====== Task material ======

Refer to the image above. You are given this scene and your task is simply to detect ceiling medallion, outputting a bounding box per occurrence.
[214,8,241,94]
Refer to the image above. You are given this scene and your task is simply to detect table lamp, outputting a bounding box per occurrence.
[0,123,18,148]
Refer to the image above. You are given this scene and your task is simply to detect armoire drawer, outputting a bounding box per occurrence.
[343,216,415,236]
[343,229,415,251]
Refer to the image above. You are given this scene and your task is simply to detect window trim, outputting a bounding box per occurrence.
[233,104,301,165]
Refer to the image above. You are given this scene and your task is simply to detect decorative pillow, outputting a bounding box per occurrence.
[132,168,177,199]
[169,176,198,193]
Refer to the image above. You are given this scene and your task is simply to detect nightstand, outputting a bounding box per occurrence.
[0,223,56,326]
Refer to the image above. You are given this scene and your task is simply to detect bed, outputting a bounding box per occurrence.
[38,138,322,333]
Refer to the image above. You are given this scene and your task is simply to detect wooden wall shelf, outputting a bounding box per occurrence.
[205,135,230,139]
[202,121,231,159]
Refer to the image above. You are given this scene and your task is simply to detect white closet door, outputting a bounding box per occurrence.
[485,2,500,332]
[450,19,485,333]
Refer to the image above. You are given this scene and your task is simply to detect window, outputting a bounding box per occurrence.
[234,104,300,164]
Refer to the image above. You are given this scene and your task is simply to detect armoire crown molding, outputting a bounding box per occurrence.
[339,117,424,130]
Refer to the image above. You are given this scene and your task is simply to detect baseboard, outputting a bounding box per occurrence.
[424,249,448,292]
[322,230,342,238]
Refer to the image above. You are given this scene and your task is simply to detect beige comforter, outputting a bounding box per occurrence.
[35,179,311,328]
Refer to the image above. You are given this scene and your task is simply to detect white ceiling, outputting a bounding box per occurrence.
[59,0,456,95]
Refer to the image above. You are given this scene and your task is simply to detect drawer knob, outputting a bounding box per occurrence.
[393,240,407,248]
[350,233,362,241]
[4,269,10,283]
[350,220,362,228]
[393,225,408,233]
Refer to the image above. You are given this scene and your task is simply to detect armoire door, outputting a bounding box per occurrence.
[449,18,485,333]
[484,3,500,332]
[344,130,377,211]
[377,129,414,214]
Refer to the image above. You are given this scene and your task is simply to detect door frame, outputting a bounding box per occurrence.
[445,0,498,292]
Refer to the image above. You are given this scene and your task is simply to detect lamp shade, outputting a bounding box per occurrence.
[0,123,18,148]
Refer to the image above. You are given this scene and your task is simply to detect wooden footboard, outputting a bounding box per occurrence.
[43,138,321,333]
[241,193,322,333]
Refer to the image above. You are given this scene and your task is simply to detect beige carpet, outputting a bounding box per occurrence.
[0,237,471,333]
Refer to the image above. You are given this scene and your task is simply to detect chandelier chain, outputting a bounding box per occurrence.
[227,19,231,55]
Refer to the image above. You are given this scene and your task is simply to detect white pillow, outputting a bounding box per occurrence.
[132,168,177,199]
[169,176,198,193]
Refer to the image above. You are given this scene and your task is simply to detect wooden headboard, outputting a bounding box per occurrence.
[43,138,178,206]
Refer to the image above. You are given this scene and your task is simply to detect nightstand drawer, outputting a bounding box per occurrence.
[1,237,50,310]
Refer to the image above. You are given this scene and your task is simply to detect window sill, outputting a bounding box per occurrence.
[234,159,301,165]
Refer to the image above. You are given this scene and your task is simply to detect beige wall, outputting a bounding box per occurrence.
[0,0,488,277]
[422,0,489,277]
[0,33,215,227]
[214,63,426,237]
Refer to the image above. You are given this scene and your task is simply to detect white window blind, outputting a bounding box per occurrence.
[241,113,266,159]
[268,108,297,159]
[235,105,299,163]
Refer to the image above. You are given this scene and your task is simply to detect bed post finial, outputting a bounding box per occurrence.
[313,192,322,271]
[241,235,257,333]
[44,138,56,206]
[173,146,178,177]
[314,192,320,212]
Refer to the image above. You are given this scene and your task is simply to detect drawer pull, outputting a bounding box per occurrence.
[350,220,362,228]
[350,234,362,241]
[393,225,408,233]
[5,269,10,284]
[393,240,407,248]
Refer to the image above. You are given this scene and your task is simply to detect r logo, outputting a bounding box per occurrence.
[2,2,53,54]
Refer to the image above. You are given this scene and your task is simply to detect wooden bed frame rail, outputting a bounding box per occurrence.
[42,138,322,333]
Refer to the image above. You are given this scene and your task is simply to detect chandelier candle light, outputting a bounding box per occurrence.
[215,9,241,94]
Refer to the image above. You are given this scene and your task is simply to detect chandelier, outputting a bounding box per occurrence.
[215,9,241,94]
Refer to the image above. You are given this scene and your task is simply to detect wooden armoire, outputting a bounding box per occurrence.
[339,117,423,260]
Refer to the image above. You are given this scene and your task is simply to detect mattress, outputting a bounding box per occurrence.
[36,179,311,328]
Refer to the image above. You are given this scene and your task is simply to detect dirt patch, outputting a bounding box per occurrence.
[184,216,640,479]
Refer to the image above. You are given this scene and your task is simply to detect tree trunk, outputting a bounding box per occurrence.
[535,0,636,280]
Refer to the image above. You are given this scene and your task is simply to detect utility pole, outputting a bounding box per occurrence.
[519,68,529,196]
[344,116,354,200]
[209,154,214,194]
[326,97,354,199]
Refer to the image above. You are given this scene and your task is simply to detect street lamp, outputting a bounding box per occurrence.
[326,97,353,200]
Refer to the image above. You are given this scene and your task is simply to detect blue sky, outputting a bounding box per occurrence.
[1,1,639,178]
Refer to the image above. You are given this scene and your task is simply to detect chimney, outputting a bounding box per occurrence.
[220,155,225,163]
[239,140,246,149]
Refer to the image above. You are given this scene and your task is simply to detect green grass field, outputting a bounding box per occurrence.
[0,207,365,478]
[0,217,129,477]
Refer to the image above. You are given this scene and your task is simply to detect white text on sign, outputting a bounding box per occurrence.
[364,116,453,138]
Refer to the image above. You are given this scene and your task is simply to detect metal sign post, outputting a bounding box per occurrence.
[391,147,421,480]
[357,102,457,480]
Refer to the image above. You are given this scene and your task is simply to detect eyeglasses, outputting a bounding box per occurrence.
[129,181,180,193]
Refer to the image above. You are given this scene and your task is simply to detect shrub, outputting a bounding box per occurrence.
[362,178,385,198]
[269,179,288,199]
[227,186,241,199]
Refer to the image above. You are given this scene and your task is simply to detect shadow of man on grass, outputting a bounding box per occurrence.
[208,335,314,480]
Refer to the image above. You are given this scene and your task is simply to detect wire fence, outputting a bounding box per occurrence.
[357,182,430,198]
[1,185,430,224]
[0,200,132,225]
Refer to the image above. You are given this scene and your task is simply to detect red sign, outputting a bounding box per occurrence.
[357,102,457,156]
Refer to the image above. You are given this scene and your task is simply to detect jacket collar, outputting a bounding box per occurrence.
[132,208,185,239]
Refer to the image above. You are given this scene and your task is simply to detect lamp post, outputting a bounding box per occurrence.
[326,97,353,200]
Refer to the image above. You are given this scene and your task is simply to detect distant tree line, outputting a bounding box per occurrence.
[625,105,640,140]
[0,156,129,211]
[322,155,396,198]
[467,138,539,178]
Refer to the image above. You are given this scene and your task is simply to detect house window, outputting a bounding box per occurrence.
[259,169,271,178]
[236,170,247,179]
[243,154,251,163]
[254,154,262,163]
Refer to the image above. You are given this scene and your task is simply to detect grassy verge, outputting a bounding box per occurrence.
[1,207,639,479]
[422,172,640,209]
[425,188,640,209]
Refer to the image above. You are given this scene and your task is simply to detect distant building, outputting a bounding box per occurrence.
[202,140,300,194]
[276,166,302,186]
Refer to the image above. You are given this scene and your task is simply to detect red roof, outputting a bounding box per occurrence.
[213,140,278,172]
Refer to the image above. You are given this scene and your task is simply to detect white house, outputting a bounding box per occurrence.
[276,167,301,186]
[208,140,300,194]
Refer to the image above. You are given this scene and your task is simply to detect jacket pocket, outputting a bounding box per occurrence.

======

Directions: Starting at the line that holds "building, outputting a bounding box per occurrence.", retype each line exactly through the end of the entries, both ends included.

Expected answer:
Refer to the image above. You are given this scene and your task is simply to detect distant building, outputting a bounding box per occurrence.
[202,140,300,194]
[276,166,302,186]
Refer to the image above. You are given this scene and your task is simply to detect red roof, outputting a bounding box per occurrence.
[213,140,278,172]
Refer to the image above. You are given this scene and your task is simply to detect white house, outputting a bounding box per occurrence.
[276,167,301,186]
[208,140,300,194]
Refer to the image above. You are given this scene and your task is simply to detect jacket pocket, outputting a bounding box per occurrence.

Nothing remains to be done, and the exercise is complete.